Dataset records
--- START ---

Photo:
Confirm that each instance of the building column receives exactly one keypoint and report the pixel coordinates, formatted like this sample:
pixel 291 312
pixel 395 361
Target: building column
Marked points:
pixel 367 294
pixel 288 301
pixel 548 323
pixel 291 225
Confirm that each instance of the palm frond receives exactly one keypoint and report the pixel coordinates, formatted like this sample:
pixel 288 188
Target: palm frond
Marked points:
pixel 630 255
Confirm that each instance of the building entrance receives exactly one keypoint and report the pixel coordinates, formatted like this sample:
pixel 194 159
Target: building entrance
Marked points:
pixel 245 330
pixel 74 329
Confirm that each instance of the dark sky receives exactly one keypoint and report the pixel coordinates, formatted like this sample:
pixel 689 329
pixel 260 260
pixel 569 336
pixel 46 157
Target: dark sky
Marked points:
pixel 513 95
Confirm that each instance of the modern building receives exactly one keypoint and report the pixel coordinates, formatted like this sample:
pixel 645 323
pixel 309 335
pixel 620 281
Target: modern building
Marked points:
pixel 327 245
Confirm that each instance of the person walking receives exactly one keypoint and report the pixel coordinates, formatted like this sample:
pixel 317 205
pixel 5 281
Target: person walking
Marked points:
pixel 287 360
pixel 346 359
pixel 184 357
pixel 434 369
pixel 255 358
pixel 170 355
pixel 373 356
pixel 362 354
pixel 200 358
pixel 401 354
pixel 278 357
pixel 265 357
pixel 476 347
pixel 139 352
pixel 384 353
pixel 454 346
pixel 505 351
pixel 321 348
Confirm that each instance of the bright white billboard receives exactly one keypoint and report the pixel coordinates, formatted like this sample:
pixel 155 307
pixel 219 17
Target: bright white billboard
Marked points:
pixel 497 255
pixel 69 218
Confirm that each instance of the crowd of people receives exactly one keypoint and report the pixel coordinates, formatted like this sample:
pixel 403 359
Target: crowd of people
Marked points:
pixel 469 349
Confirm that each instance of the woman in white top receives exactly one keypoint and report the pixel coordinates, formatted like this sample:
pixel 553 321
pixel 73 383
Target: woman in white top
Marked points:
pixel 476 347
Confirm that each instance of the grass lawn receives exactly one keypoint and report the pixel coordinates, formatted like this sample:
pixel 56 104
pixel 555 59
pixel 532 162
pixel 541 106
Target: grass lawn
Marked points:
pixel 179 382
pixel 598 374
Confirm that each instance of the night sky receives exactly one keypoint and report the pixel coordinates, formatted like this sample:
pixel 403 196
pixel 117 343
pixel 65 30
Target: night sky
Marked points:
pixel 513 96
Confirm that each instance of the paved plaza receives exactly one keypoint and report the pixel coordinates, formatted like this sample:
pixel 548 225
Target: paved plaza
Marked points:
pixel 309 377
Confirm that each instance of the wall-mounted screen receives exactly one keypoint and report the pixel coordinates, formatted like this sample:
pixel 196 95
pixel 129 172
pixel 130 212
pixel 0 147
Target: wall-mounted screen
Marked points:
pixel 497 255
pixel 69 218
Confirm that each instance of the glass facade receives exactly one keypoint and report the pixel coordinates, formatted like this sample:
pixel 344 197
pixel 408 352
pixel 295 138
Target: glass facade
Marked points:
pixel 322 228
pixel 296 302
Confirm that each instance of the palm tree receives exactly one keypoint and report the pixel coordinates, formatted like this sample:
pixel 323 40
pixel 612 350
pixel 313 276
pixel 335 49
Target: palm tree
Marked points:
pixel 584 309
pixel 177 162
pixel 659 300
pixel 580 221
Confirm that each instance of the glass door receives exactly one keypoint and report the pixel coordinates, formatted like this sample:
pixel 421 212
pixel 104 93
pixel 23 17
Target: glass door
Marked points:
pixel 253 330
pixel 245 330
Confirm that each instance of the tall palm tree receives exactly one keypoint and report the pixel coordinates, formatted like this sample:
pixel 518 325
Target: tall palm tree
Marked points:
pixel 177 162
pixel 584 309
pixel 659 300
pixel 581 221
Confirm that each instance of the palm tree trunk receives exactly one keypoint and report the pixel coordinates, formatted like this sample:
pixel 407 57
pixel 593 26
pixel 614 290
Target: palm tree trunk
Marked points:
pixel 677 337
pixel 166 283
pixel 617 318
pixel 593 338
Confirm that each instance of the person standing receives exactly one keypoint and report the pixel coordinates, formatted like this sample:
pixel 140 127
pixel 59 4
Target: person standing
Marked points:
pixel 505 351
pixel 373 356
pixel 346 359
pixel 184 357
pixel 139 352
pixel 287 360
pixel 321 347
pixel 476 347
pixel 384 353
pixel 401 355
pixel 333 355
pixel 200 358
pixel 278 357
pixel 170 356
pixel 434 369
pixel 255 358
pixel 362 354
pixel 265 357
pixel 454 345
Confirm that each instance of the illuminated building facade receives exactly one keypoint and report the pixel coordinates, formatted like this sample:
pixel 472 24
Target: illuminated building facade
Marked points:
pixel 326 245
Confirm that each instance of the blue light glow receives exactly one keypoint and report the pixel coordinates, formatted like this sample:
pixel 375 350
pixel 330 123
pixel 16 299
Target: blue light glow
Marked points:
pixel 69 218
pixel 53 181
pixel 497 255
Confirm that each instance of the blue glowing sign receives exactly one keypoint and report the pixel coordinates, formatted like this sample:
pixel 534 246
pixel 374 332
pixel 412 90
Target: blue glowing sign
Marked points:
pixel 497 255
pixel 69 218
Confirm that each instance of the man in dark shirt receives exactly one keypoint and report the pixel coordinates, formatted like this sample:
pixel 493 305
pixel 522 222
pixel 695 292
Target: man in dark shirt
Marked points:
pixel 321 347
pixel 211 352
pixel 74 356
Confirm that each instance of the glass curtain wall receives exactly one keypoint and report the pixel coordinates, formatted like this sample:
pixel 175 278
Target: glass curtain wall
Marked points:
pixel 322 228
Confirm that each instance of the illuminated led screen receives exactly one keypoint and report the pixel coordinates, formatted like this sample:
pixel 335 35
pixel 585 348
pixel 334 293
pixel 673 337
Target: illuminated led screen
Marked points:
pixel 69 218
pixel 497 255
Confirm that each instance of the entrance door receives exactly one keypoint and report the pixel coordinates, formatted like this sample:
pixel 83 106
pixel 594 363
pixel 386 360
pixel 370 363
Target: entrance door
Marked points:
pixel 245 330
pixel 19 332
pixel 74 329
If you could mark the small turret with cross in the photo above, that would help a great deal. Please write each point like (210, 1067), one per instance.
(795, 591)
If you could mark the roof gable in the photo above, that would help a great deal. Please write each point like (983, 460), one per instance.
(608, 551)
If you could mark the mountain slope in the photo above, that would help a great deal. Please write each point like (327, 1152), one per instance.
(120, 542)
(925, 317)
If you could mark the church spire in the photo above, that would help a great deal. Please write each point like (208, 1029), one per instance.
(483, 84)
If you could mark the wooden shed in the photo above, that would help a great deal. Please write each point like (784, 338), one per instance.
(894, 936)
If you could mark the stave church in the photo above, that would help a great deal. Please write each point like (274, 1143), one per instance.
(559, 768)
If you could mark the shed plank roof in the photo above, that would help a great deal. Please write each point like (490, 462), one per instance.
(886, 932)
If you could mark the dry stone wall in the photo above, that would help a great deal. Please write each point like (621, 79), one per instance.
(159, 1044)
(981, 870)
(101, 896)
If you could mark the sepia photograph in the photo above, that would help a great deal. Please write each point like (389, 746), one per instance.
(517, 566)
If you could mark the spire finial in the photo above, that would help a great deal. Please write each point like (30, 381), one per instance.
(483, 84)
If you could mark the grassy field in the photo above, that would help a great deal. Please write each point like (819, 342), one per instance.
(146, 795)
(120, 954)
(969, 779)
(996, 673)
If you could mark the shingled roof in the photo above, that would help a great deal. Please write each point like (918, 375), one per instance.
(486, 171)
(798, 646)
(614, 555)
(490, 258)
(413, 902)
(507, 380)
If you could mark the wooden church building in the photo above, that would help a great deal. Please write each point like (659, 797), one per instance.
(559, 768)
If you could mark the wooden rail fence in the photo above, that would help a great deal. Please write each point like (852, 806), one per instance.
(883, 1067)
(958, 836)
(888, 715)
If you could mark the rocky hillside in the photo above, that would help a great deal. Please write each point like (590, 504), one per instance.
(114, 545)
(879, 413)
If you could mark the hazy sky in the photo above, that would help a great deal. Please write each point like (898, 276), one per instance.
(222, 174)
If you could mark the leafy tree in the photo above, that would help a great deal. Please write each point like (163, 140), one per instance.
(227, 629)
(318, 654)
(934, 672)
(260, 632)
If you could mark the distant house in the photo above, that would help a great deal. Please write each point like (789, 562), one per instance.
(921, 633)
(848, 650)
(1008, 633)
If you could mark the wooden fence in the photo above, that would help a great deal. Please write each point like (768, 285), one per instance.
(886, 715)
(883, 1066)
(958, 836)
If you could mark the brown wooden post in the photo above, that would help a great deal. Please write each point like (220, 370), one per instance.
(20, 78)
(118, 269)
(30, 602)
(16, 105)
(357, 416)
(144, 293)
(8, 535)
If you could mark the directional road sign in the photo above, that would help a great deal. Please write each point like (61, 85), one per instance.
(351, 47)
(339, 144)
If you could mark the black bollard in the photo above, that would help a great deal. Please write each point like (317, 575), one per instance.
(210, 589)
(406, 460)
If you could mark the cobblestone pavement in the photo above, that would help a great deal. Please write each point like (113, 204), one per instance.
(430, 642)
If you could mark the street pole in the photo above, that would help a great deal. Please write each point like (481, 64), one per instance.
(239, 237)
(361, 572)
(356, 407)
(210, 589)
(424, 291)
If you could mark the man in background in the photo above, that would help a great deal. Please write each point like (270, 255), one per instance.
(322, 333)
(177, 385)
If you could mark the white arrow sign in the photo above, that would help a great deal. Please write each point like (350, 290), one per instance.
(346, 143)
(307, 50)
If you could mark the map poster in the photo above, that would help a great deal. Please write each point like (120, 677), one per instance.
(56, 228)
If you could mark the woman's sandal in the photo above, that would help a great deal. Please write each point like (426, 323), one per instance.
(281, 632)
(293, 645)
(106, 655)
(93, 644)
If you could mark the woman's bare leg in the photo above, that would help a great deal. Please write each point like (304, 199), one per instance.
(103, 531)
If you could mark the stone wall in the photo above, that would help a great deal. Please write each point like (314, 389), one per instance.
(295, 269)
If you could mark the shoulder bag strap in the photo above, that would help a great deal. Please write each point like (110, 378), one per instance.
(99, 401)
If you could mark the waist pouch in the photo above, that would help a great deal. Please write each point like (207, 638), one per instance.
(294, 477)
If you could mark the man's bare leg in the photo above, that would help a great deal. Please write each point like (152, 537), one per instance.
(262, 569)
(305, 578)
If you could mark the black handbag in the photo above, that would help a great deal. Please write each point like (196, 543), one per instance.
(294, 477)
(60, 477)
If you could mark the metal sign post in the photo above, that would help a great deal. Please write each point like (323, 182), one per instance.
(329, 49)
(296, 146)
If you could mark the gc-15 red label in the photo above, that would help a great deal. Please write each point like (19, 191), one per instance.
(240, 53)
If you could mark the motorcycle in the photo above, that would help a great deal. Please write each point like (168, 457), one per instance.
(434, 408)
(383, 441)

--- END ---

What you should do: In the entries above, the lines between the one holding "Target: glass door" and the one holding "Target: person standing", inclusive, are to be printed exactly as written, and those alone.

Solution to the exercise:
Target: glass door
Marked points:
pixel 253 330
pixel 245 330
Confirm that each instance of the tall palm tree receives exactly one keypoint and report the pixel coordinates, formatted like this sample:
pixel 518 325
Target: tall palm tree
Marked points:
pixel 177 162
pixel 584 309
pixel 659 300
pixel 581 221
Confirm that each instance of the palm tree trunk receives exactly one keypoint and report the pixel coordinates, formatted like this sample:
pixel 407 57
pixel 593 26
pixel 614 290
Target: palm tree trunk
Marked points:
pixel 677 337
pixel 166 283
pixel 617 318
pixel 593 338
Confirm that each instance of the person standing receives exactly one keypoint and report the pixel coordinates, formatted like this sample:
pixel 140 127
pixel 59 4
Target: person standing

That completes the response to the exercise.